** INPUT FOR THIS TASK **
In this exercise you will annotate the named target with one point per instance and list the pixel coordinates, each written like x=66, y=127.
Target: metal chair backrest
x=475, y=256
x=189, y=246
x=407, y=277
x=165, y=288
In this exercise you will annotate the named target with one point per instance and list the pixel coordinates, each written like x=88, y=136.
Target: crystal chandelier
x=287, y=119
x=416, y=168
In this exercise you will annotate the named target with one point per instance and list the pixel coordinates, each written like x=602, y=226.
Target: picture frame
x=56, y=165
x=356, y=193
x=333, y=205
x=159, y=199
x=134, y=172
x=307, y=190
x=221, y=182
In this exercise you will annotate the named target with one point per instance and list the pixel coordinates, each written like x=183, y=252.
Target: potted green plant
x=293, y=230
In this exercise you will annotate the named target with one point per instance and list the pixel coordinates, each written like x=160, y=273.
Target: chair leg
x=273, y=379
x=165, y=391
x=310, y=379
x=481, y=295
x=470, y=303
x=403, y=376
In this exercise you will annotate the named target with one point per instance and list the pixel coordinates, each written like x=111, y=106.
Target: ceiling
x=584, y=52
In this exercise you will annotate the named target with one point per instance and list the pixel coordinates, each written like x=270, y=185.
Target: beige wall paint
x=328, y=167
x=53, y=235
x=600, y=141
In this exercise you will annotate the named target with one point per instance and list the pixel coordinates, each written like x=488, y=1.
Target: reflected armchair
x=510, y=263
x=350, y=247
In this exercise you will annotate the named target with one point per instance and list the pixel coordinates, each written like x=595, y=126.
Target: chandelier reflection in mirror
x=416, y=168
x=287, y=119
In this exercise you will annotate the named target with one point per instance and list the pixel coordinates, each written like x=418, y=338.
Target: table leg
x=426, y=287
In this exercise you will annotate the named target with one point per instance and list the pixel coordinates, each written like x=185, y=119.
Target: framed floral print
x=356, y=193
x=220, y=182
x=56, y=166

** EXERCISE BRIEF **
Every line of the material above is to be copied exactly.

** ANSWER TO THIS TASK **
In this exercise you will annotate the named target with one point per instance and list the pixel coordinates, each written like x=66, y=127.
Target: metal chair backrest
x=475, y=256
x=189, y=246
x=407, y=277
x=165, y=288
In this exercise you will annotate the named target with one point per instance and list the pixel coordinates, each written like x=88, y=136.
Target: crystal chandelier
x=287, y=119
x=416, y=168
In this exercise you will annotate the named target with one point per instance and list the pixel coordinates, each written like x=602, y=226.
Target: picture frame
x=56, y=165
x=356, y=193
x=333, y=205
x=159, y=199
x=134, y=172
x=307, y=190
x=221, y=182
In this exercise you will annotate the named target with one point per instance and list the pixel coordinates, each written like x=183, y=252.
Target: potted green plant
x=293, y=230
In this exercise you will annotate the named target with one point per instance and list the pixel coordinates, each written like x=160, y=273.
Target: chair leg
x=273, y=379
x=165, y=391
x=310, y=379
x=481, y=295
x=470, y=303
x=403, y=376
In this exercise you will annotate the named target with one point per instance and list the pixel coordinates, each written like x=111, y=106.
Target: ceiling
x=584, y=52
In this exercise you will annotate the named target with one point per instance and list the pixel coordinates, each written like x=270, y=185.
Target: beige wall paint
x=328, y=167
x=53, y=235
x=600, y=141
In this exercise you will annotate the named target with one point per instance and list the pixel coordinates, each written like x=488, y=1.
Target: reflected armchair
x=510, y=263
x=350, y=247
In this exercise you will annotate the named target with one point per instance and list the pixel coordinates, each written like x=595, y=126.
Target: chandelier reflection in mirror
x=416, y=168
x=287, y=119
In this exercise you will annotate the named target with one point per instance and list the pixel coordinates, each written like x=418, y=338.
Target: table leg
x=426, y=287
In this exercise you will annotate the named target with one point per instance and list the pixel coordinates, each written like x=185, y=119.
Target: framed floral print
x=356, y=193
x=220, y=182
x=56, y=166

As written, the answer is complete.